Material for this task:

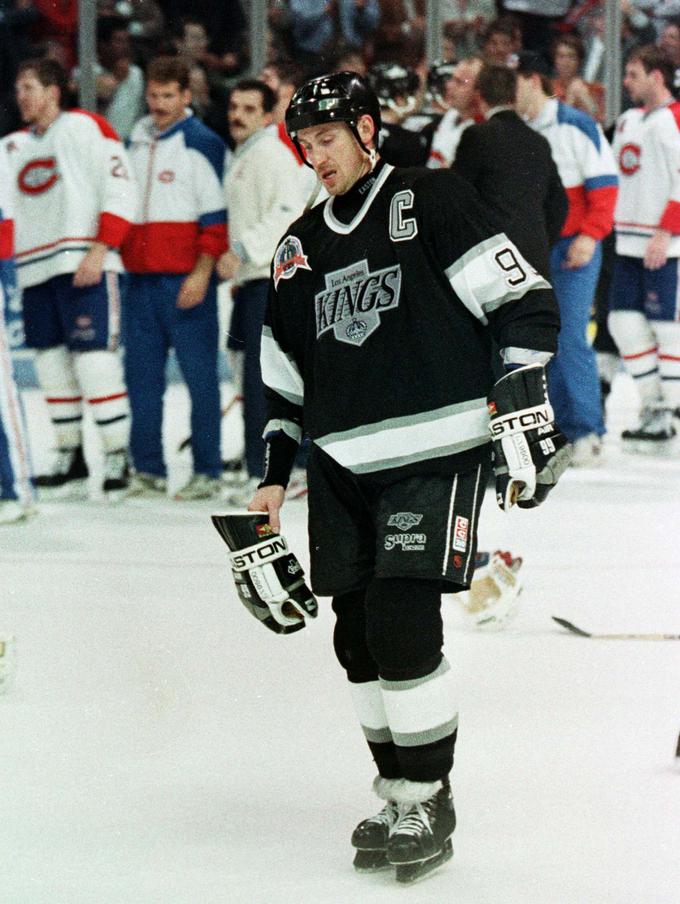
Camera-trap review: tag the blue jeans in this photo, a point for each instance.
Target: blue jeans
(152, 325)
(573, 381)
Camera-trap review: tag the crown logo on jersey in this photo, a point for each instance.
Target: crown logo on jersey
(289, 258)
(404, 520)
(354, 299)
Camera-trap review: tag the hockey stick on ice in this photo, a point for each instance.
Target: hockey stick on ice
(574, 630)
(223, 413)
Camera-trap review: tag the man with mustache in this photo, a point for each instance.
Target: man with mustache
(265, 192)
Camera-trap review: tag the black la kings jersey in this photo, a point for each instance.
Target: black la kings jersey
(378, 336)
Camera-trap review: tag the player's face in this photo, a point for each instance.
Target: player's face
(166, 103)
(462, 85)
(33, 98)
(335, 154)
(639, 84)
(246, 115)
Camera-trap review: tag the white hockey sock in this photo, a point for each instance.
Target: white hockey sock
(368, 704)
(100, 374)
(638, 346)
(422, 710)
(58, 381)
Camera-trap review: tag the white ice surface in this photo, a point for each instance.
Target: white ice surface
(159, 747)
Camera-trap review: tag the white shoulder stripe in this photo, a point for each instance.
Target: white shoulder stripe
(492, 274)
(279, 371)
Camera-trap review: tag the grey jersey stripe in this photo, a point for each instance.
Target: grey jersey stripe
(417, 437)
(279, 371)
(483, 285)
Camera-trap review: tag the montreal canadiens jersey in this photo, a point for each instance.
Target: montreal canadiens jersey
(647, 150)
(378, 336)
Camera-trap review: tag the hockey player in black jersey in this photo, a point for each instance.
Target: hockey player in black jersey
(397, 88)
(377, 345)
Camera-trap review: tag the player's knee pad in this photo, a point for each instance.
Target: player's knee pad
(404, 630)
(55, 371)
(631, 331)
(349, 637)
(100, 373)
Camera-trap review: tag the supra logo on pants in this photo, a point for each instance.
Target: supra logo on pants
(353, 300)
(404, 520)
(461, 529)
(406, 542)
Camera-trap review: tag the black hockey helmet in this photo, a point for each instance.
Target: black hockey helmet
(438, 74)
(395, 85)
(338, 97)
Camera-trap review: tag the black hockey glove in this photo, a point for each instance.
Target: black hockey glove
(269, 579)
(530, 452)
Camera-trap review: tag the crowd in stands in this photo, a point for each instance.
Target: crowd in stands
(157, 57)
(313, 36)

Challenge: Please put every line from the one containing "Camera-trap review: tag the white shoulder" through the end of the items, inclusive, into a Markdown table with the columns Row and Line, leaving out blank lines.

The output:
| Row | Line |
|---|---|
| 1 | Camera-trap review: tag the white shoulder stripe in this photo, a point for each instance. |
| 2 | Target: white shoulder stripe |
| 3 | (492, 274) |
| 4 | (279, 371) |
| 5 | Camera-trap review: tag the grey jersey stripe in this photo, a point for each instance. |
| 6 | Target: grey jersey stripe |
| 7 | (417, 437) |
| 8 | (279, 371) |
| 9 | (483, 285) |
| 10 | Camera-trap review: tag the montreal canadiens jersey in this photo, a point for each instance. |
| 11 | Target: montreal canadiens jersey |
| 12 | (647, 150) |
| 13 | (378, 336) |
| 14 | Camera-trap review: tag the hockey player in black jersey in this photo, a point for each instance. |
| 15 | Target: hockey player in black jersey |
| 16 | (397, 88) |
| 17 | (377, 345) |
| 18 | Camera-trap review: tag the player's knee pad in this photo, a point for each instance. |
| 19 | Target: player's knee pad |
| 20 | (404, 630) |
| 21 | (55, 371) |
| 22 | (631, 331) |
| 23 | (349, 637) |
| 24 | (100, 373) |
| 25 | Camera-trap review: tag the supra logo on pants in this photo, a point for each instance. |
| 26 | Target: supra logo on pants |
| 27 | (353, 300) |
| 28 | (404, 520) |
| 29 | (461, 529) |
| 30 | (406, 542) |
| 31 | Camera-trap review: tag the black hockey helmet in this photo, a point for each instance. |
| 32 | Target: black hockey helmet |
| 33 | (438, 74) |
| 34 | (395, 85) |
| 35 | (338, 97) |
| 36 | Camera-trap review: tag the black hockey glove in this photo, a point for each instance. |
| 37 | Target: black hockey glove |
| 38 | (269, 579) |
| 39 | (530, 452) |
| 40 | Camera-trap review: tag the crowd in stands in this photo, a point for each instance. |
| 41 | Target: crowd in stands |
| 42 | (157, 57) |
| 43 | (313, 36) |